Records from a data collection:
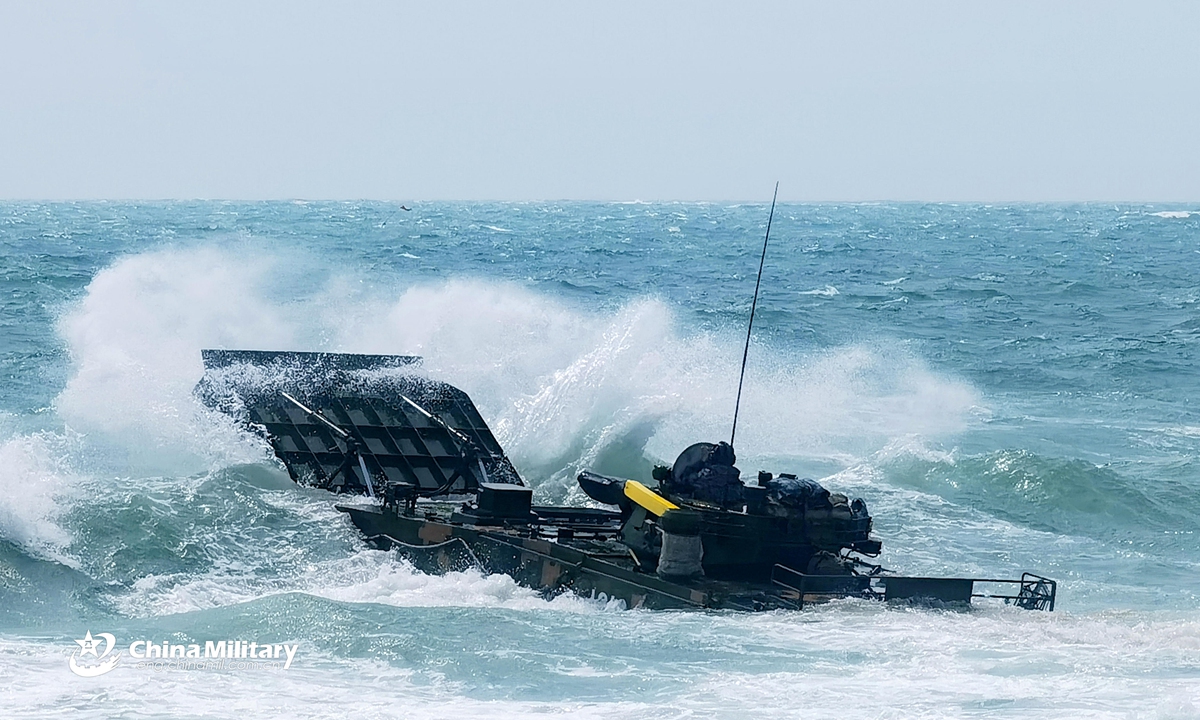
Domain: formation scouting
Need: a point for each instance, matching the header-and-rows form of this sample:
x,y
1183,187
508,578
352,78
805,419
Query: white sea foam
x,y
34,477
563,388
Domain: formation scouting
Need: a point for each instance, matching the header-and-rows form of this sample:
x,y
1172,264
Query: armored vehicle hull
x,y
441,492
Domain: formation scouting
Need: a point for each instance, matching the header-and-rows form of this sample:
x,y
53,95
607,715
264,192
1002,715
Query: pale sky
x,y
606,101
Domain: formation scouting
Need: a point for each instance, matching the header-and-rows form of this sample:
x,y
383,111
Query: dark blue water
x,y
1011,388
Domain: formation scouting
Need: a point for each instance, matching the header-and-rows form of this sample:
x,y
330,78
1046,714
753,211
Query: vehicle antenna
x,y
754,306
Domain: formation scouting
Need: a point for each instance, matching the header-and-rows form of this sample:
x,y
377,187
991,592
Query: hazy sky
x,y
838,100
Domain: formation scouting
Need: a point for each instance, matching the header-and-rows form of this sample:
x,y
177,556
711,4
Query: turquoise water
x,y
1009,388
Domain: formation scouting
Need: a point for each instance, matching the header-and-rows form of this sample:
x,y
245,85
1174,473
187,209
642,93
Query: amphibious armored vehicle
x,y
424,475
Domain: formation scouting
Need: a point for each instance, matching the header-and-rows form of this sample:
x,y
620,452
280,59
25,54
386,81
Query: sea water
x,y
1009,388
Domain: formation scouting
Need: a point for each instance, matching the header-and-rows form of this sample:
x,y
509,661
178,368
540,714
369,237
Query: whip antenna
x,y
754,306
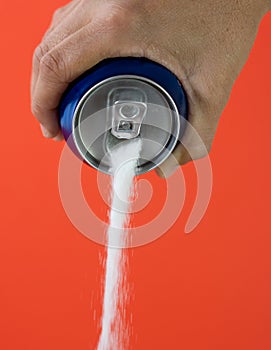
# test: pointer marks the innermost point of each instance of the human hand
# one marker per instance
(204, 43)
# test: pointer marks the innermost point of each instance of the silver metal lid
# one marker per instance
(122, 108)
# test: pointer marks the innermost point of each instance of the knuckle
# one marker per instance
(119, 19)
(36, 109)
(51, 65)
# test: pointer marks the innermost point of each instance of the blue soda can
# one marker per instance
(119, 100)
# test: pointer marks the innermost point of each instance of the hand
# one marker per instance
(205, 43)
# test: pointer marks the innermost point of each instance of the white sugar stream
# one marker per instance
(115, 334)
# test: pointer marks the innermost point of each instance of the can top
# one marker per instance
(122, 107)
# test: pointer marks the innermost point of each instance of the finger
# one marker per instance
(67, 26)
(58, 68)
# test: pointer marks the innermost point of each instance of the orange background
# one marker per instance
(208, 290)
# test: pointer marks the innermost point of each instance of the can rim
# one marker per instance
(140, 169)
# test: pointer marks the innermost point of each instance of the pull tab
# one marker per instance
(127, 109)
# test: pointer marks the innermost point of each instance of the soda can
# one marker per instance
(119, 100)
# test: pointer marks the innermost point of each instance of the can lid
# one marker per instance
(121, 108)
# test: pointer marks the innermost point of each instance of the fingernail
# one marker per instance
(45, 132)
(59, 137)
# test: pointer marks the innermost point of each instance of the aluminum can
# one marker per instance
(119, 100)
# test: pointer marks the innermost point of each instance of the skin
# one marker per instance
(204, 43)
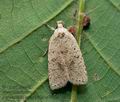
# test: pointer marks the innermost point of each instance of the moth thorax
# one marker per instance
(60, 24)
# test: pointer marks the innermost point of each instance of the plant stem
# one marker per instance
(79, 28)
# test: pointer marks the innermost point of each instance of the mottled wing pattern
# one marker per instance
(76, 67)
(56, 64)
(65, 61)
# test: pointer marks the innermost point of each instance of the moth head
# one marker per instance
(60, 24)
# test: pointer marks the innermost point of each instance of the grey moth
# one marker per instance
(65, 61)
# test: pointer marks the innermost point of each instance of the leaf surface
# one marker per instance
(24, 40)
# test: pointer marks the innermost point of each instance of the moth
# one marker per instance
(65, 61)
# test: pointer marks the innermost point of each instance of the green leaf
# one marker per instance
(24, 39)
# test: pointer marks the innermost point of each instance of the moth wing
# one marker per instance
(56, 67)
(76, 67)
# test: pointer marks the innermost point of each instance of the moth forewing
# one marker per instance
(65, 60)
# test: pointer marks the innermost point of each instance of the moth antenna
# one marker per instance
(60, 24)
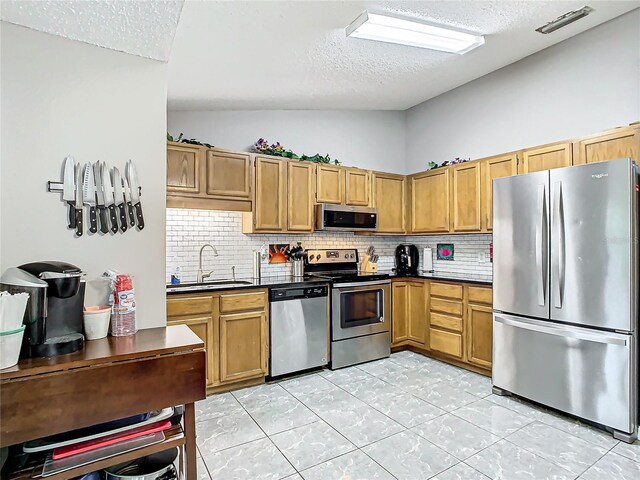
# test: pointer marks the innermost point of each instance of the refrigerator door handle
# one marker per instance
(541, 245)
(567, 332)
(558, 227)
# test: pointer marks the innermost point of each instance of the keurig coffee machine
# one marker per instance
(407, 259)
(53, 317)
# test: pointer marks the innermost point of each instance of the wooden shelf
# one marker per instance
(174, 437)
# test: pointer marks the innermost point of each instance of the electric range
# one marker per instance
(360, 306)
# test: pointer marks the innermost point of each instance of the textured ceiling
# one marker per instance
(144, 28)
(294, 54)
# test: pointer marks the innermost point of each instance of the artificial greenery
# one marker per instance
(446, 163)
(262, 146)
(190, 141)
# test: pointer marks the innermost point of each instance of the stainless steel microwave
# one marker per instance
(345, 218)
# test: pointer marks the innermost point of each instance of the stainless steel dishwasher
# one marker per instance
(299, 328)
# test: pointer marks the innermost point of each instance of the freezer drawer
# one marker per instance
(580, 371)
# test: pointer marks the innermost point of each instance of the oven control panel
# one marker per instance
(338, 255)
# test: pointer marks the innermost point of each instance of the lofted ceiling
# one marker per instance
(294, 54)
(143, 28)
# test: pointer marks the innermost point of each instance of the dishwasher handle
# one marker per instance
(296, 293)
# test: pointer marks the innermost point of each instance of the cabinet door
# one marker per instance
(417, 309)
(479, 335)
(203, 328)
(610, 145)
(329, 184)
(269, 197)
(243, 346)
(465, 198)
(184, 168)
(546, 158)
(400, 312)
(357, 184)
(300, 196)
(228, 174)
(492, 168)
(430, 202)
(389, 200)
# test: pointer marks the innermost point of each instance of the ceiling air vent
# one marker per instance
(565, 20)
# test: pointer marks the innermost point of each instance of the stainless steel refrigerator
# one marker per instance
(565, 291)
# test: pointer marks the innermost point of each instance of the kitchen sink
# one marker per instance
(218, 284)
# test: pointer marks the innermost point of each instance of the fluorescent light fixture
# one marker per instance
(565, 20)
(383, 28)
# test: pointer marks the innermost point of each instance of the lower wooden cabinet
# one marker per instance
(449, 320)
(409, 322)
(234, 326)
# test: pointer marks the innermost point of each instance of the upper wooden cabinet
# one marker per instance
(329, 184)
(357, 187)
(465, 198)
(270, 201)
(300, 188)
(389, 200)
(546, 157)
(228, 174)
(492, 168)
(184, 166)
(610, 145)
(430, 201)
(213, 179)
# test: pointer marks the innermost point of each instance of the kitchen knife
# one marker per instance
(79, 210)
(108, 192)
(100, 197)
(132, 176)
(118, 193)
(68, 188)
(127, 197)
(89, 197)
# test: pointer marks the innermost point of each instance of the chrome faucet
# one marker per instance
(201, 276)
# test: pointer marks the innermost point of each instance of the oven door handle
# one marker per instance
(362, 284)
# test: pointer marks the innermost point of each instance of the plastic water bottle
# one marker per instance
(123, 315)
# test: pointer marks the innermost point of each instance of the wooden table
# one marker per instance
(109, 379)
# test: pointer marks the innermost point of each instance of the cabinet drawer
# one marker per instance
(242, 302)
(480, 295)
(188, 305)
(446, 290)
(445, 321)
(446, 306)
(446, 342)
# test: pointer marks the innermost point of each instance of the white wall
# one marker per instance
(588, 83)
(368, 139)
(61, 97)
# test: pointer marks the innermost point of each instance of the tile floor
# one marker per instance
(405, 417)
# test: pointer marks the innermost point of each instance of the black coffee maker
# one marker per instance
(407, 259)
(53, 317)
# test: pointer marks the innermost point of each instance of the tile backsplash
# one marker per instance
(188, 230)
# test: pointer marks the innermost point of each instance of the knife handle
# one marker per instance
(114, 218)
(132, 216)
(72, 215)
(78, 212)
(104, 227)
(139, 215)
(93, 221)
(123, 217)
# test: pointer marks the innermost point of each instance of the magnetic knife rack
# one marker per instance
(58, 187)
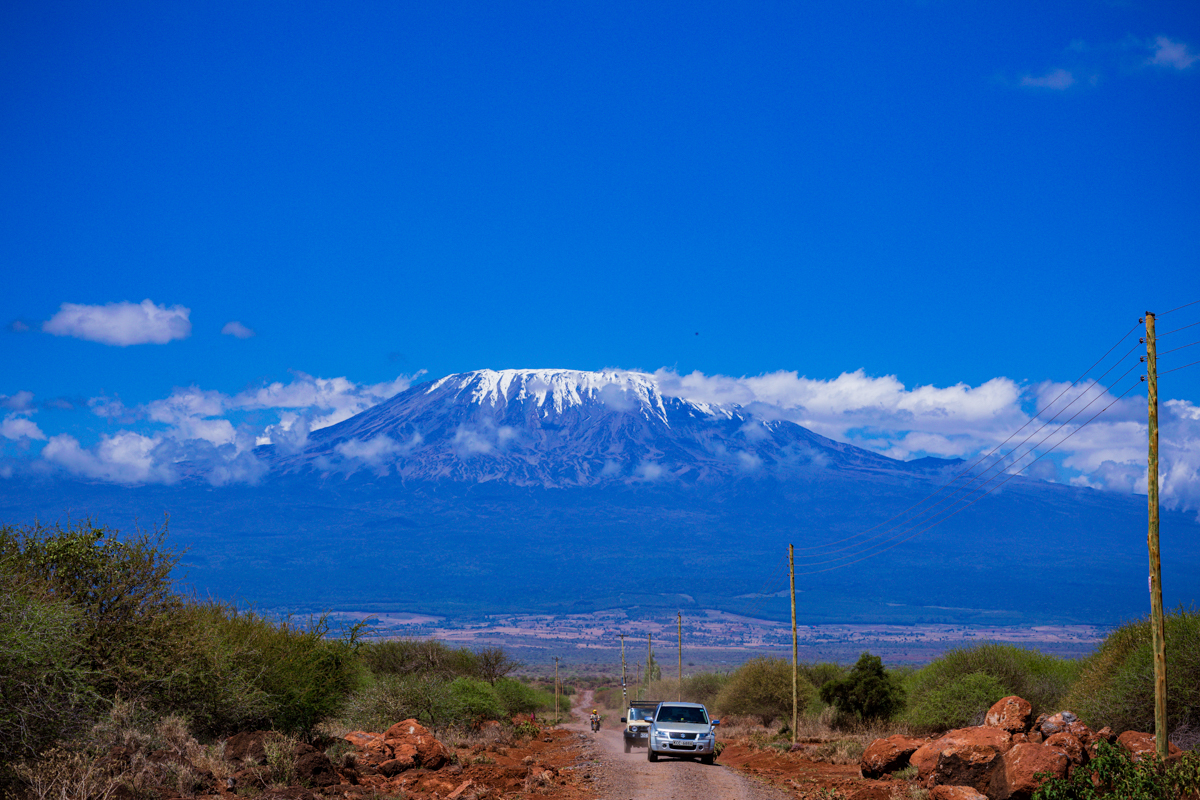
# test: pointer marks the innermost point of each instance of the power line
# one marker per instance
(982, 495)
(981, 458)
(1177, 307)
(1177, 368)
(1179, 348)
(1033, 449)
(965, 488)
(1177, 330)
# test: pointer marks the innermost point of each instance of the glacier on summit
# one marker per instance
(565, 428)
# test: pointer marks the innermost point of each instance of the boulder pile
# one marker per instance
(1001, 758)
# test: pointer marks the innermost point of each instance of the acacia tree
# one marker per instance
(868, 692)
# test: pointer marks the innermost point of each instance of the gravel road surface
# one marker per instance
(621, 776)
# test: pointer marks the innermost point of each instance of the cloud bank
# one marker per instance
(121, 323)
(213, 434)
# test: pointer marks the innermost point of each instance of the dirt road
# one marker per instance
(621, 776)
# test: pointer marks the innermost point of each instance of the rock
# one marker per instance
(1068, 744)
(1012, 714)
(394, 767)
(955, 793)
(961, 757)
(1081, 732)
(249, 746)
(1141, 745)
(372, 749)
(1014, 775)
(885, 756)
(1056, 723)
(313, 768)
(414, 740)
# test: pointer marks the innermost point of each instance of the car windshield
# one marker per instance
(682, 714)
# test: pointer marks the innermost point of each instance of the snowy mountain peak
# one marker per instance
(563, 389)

-- YOUR OBJECTIVE --
Give only a number, the count of lines above that include the string "cabinet".

-- RESPONSE TO THE EXERCISE --
4